## TASK:
Translate this sentence from the blog posts about hooks and cliffhangers into Spanish: "The lake had been stocked with approximately 8,000 pounds of channel catfish."

## TEXT BLOCK:

═══

Showing posts with label Cliffhanger. Show all posts
Showing posts with label Cliffhanger. Show all posts

Monday, May 21, 2012

HOOKED

This weekend I woke up my kids at the crack of dawn for the annual “Hooked on Fishing, Not On Drugs” day. This is an annual event which I’ve missed for the last five years, but I stumbled across the article in the local paper on Friday. I was so excited. My father fished all the time and I always enjoyed the times we went together. This is something I wanted my own children to experience again, even though none of us know how to use a fishing pole.

Kiwi spent the night at her friend’s house (they live in the condo below ours) but came home early specifically to go fishing. My son wasn’t as enthusiastic. We dragged him out of the house kicking and screaming, “I’m an inside person.” He even has a T-shirt with this very sentiment blazed across the front in bright blue letters.

I thought we left early enough, but by 7:30 a.m. we still had to park half a mile away. The lake was packed. People stood crowded along the bank, dodging each others casts into the water. The lake had been stocked with approximately 8,000 pounds of channel catfish. We watched kids pulling out catfish that were larger than they were, but my son was the only one in my family to catch anything.

And he caught me.



Yes, that is a worm threaded on a hook caught in my hair. It took much patience and skill to detangle that darn hook. The same can be said when it comes to writing. We see the word all the time. There is the opening hook in the query letter. It is a sentence intricately crafted to grab the agents’ attention and keep them from hitting the delete button. There’s the first page of your manuscript, which is supposed to hook the reader and entice them into buying your book. There is the cliffhanger ending of your chapter or scene which should keep the person from putting your book down. I’m sure you see where I’m going with this, right?

So, what do you think? How do you hook your readers?

Monday, May 7, 2012

HANGING OVER A CLIFF


As a teenager, I had a bit of a daredevil streak. It’s not that I’m overly brave; I just hate to be afraid. If I was scared of something, I had the overwhelming need to facedown that particular fear. I refused to own it or let it control me.

Plus, I got a kick out of the adrenaline rush. I call it my young and stupid phase. Thankfully, I survived it; although, I had some close calls.

My dad got stationed in California the year I graduated from high school, and I decided I didn’t want to stay by my lonesome in Kansas, so I moved with my folks. I had just finished my first college semester. I still lived at home, and I felt stifled by m parent’s rules. I wanted to live life on my own terms to see if I could. I think a lot of kids on the cusp of adulthood go through growing pains at this age.

I was studying to be a Wildlife Biologist at the time, and I thought it would be a good experience for me to join the California Conservation Corps (CCC). I thought I would be working in one of the State Parks fighting wildfires and communing with nature. Instead, I was sent to San Pedro, CA (basically, Los Angeles), and I worked in the kitchen.

Still, for three months, I was free from my loving, slightly overprotective parents. It was wonderful. And it sucked eggs.

 I learned a few things from this experience:

      1)      I could survive on my own.

  2)      I wasn’t ready to be on my own.


I also learned to never to go dirt surfing off of the edge of a cliff.

There is a brief moment when you’re hanging onto the edge by the tips of your fingers when you think, “Damn, this is stupid.”

The ocean below a 20 feet drop looks kind of welcoming in a terrifying way, especially when the alternative is smashing against the rocks. I was fortunate. I missed both. I fell, hit a rock-free patch of sand, then rolled (a lot) until I fetched up on the beach. I had some bruises and scraps, no broken bones, and a new-found fear of falling/heights, which I combat by forcing myself to climb really high ladders and rappel off of buildings. My kids take after me in this respect. Kiwi almost reached the top of this rock climbing wall
Me, and my son, M- age 4- 2006

Kiwi- age 6- 2006

Which is why I want to acknowledge the importance of CLIFFHANGER.

When a reader gets to the end of a chapter they are faced with a choice: to turn the page or put the book down. You, the writer, want them to keep reading. To keep them engaged, they need to feel like I did while hanging over that stupid cliff and wondering what’s going to happen next. Are the characters going to survive—emotionally, physically or are they doomed to fall onto the jagged rocks below?

 So, how do you deal with those pesky chapter endings? Do you like a good cliffhanger?

═══

## RECORDED DATA:
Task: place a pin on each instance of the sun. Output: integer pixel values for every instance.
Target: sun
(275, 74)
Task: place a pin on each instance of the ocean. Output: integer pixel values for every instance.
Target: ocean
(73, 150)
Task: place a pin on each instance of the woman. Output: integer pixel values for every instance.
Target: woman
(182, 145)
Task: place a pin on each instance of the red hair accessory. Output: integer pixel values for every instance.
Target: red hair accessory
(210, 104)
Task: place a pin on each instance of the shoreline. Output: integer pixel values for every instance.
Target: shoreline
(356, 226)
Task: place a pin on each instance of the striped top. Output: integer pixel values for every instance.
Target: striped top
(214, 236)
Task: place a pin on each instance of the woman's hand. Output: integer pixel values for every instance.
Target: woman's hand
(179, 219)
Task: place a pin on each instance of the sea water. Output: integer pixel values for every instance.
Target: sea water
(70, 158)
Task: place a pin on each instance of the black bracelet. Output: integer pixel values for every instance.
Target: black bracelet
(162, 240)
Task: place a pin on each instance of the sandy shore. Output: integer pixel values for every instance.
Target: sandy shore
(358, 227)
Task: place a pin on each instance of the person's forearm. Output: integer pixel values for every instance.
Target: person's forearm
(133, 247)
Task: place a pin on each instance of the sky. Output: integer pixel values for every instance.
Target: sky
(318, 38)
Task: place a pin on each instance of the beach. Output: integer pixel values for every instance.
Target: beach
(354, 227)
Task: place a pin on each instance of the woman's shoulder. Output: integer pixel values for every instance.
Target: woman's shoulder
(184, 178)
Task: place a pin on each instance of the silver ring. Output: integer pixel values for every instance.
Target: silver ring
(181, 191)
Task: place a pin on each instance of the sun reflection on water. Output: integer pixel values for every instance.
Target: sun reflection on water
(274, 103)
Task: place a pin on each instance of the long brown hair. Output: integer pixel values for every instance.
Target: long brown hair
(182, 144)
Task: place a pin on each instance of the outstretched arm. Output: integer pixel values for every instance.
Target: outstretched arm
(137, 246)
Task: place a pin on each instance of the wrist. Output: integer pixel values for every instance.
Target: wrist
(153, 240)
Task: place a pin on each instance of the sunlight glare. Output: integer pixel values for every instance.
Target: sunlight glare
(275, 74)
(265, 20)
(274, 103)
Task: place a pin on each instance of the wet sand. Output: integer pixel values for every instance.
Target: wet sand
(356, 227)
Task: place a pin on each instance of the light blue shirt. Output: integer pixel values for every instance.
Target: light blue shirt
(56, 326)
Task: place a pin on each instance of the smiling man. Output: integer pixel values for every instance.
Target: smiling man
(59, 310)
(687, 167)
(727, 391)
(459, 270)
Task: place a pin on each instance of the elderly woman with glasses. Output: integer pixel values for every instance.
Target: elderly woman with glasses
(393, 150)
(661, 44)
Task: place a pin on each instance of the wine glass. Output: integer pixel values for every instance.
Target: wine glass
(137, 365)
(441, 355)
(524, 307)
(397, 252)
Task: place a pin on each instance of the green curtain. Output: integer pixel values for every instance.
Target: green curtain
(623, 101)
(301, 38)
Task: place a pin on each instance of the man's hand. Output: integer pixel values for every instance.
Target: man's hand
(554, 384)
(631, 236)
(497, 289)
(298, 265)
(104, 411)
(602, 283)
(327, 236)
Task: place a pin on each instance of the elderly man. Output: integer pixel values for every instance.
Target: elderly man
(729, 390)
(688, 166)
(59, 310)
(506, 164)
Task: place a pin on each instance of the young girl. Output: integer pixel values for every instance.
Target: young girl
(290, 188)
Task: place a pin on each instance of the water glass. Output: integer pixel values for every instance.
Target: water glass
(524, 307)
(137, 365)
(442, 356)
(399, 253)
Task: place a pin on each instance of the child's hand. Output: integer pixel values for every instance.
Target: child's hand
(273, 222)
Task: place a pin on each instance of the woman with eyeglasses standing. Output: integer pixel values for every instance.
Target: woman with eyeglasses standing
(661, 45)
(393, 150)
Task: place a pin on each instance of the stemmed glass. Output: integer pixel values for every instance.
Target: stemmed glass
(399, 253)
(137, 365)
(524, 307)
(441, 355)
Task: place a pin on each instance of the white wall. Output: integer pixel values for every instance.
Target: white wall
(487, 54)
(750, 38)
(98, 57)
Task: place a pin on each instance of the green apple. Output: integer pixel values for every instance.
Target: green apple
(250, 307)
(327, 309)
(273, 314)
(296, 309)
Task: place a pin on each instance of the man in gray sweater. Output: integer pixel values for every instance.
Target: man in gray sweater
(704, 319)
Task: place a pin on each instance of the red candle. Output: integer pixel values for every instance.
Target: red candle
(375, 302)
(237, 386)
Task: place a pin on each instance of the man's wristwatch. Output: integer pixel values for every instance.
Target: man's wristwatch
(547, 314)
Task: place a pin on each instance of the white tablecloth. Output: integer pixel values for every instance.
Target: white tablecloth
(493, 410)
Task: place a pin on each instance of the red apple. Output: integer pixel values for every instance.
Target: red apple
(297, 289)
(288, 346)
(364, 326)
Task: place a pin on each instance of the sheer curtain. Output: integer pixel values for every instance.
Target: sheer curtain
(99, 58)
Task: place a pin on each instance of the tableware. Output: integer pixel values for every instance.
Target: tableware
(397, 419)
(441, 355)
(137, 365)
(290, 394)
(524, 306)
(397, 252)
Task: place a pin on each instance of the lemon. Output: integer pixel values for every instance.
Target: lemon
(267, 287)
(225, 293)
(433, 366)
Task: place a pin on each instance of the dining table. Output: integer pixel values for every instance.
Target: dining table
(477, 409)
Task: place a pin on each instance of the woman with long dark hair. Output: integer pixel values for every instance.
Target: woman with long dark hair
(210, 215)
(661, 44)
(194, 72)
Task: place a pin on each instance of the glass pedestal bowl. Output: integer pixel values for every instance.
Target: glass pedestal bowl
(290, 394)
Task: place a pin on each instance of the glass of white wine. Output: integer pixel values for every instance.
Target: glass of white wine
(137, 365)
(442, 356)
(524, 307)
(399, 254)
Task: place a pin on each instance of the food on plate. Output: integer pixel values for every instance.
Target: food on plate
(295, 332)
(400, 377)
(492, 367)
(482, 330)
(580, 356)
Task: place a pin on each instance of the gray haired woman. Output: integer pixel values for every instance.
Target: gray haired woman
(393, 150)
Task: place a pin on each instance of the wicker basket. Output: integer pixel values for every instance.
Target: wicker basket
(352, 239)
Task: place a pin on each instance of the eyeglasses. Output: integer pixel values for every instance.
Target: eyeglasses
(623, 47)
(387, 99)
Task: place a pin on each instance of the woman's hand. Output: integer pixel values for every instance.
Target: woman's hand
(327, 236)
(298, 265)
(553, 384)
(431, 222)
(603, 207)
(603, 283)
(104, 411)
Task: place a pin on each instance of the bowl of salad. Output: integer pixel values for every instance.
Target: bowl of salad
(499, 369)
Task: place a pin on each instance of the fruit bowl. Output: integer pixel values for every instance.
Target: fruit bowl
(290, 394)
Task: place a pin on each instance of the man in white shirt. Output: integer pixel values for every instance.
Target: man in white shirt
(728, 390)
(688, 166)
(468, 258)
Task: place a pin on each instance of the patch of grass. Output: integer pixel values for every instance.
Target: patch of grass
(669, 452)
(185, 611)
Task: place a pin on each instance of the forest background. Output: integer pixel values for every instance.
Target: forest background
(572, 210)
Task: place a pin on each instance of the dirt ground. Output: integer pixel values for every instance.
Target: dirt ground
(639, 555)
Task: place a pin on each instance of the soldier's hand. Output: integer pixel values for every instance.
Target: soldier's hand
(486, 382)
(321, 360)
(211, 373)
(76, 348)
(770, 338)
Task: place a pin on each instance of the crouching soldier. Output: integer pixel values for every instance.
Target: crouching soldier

═══

## EXPECTED OUTPUT:
El lago había sido repoblado con aproximadamente 8000 libras de bagre de canal.